_Excerpt provided_.
○ ○ ○ ○ ○

Blockwise Parallel Transformer for Large Context Models
Hao Liu, Pieter Abbeel
TL;DR
The paper tackles the memory bottleneck in long-context Transformers by introducing Blockwise Parallel Transformer (BPT), which fusion-cores self-attention and feedforward computation in a blockwise fashion to avoid full sequence materialization. By processing input in blocks and fusing FFN with attention, BPT achieves up to 32× longer training sequences than vanilla attention and up to 4× memory savings over prior memory-efficient methods, with competitive throughput. Extensive experiments on OpenWebText and ExoRL demonstrate reduced memory usage, longer context lengths, and improved RL performance when conditioning on multiple trajectories. The work shows that blockwise parallelism, coupled with careful normalization and blockwise FFN, enables scalable training of large-context GPT-like models, with practical impact for NLP and reinforcement learning research. Potential future directions include lower-level optimizations (CUDA/Triton) to push runtime speed further while maintaining memory benefits.

○ ○ ○ ○ ○

_Provided material_.
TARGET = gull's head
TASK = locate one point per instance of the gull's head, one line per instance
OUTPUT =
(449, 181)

○ ○ ○ ○ ○

_Actions to take_.
a – In the summary of the Blockwise Parallel Transformer paper, how much longer can training sequences be with BPT than with vanilla attention?
b – Continue the summary of the Blockwise Parallel Transformer paper, starting right after its final sentence.

_Answers for the tasks_.
a – Up to 32 times longer.

b –
Abstract
Transformers have emerged as the cornerstone of state-of-the-art natural language processing models, showcasing exceptional performance across a wide range of AI applications. However, the memory demands posed by the self-attention mechanism and the large feedforward network in Transformers limit their ability to handle long sequences, thereby creating challenges for tasks involving multiple long sequences or long-term dependencies. We present a distinct approach, Blockwise Parallel Transformer (BPT), that leverages blockwise computation of self-attention and feedforward network fusion to minimize memory costs. By processing longer input sequences while maintaining memory efficiency, BPT enables training sequences 32 times longer than vanilla Transformers and up to 4 times longer than previous memory-efficient methods. Extensive experiments on language modeling and reinforcement learning tasks demonstrate the effectiveness of BPT in reducing memory requirements and improving performance.